→ What you need to do: Look below for the line holding "Target: rear tire" and the line holding "Target: wheel rim". Repeat those two and everything between, exactly.

→ Records for the exercise:

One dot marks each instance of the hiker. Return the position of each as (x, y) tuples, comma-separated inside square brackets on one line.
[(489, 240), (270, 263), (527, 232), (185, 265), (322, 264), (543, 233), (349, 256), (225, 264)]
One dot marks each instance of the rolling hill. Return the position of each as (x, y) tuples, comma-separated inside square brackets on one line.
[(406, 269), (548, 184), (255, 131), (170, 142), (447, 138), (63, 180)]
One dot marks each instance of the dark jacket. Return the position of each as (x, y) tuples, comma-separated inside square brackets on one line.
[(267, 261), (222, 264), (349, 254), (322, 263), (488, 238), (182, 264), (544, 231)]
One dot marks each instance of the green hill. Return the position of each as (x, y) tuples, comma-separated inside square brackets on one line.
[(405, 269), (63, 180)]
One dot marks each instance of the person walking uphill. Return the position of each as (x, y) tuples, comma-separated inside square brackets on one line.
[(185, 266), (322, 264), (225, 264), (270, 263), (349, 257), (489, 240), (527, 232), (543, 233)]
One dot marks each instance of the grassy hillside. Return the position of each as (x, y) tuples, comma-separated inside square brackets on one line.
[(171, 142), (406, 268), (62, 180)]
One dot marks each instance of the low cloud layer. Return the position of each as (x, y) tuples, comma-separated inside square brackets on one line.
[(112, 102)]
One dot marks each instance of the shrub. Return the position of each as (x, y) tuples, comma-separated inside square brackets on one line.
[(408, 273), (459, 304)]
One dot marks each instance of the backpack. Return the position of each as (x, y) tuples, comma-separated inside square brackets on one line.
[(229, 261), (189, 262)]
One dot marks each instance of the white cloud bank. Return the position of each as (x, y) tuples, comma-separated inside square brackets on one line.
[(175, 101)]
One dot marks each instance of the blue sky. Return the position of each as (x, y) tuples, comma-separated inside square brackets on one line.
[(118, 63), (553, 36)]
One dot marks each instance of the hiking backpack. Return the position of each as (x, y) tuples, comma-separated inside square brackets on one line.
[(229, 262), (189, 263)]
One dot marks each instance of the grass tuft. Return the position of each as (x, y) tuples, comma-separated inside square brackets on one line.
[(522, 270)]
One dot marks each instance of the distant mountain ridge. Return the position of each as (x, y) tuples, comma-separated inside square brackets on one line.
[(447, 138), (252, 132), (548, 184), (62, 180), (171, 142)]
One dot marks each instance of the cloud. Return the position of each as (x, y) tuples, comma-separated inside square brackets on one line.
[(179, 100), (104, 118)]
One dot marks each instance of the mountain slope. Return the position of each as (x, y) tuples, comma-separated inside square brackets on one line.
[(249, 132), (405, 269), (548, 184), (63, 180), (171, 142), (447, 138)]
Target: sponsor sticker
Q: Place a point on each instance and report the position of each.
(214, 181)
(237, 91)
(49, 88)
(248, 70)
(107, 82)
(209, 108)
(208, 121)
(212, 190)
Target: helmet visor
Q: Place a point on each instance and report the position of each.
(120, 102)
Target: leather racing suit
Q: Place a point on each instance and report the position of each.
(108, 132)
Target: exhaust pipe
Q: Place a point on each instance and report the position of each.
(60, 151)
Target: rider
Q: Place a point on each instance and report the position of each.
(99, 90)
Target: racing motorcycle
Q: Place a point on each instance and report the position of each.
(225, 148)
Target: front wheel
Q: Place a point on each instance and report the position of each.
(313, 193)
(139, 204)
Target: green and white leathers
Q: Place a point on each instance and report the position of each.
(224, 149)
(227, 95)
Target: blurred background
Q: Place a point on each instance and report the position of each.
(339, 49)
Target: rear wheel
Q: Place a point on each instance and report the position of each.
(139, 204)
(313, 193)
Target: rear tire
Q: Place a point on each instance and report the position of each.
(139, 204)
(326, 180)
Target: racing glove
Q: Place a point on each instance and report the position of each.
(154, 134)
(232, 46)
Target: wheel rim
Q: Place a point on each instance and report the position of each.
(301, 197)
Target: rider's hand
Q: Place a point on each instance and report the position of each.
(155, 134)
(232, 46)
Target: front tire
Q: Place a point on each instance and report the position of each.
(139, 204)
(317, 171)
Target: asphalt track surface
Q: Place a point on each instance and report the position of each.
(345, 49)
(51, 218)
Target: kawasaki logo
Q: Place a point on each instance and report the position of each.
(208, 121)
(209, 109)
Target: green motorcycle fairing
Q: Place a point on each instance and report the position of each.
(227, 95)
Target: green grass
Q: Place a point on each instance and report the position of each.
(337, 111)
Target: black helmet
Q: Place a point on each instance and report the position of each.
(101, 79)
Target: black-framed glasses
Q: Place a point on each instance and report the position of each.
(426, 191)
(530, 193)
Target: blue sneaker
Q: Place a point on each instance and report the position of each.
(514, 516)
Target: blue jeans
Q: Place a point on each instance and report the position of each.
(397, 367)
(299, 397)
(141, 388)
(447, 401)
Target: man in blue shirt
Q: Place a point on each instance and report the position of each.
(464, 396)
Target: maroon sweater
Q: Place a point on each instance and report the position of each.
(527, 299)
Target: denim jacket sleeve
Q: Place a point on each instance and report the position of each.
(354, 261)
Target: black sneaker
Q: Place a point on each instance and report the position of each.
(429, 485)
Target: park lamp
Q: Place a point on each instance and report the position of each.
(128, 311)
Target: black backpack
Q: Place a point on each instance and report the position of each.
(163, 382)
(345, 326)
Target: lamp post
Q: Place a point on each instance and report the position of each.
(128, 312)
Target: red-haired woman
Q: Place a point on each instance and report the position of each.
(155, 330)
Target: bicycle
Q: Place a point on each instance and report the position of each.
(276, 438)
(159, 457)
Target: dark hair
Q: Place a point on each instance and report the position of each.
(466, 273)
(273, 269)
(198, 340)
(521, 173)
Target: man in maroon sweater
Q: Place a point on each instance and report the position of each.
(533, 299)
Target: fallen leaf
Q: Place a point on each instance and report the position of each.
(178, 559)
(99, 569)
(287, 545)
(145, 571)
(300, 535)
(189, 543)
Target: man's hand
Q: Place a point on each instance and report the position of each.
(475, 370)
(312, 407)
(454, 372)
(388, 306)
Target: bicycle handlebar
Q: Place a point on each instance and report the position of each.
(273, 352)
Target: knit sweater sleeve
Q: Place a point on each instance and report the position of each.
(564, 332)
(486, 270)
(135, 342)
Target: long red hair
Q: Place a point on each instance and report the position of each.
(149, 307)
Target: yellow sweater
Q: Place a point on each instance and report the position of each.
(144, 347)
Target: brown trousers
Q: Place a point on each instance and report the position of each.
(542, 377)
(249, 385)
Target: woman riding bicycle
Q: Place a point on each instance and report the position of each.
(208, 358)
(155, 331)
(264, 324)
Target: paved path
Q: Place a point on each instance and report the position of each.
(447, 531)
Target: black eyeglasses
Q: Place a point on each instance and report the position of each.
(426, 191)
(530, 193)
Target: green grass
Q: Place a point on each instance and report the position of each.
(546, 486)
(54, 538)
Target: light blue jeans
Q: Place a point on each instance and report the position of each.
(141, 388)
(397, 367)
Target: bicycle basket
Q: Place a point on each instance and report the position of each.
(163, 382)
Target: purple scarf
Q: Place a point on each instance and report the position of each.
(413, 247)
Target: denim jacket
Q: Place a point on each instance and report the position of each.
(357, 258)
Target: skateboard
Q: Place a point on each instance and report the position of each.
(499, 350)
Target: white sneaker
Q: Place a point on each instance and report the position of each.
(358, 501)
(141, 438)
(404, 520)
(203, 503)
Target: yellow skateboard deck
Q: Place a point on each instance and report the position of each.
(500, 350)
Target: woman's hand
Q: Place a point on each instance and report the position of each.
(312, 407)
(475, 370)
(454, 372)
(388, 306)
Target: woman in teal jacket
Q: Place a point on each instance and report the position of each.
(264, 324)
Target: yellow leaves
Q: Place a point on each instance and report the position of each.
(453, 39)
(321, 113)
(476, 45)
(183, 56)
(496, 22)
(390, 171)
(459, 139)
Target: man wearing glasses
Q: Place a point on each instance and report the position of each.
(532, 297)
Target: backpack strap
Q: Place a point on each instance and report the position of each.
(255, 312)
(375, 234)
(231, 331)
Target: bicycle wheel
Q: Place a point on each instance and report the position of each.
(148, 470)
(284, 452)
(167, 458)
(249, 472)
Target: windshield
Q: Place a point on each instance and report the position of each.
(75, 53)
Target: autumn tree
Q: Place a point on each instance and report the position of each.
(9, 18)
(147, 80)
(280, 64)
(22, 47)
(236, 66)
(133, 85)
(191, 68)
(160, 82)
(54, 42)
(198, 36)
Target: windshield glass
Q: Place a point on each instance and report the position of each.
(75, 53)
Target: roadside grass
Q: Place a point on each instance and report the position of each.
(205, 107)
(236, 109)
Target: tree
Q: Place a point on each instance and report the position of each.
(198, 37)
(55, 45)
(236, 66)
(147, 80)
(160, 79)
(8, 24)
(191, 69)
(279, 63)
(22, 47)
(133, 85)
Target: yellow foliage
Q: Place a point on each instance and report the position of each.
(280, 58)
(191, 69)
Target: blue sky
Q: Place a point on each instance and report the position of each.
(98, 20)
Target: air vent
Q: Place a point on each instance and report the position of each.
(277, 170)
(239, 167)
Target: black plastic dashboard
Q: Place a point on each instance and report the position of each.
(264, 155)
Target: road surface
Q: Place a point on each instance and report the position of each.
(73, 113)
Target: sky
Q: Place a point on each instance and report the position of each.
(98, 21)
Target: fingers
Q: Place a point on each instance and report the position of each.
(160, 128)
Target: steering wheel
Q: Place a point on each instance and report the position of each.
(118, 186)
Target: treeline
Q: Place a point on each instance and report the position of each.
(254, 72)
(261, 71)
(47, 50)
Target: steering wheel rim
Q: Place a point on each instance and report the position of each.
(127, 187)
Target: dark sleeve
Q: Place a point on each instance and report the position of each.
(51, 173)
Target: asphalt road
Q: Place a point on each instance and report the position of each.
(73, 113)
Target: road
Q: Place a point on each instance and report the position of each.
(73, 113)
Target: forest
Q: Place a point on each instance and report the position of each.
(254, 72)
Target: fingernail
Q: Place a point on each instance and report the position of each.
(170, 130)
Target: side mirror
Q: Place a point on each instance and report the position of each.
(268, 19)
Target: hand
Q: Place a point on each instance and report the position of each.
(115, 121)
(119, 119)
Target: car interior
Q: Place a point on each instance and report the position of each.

→ Solution for this exercise:
Target: rear tire
Q: Place a point on each instance and report the position of each.
(139, 204)
(326, 180)
Target: racing glove
Q: Place a point on each instance and report the position of each.
(154, 134)
(232, 46)
Target: wheel rim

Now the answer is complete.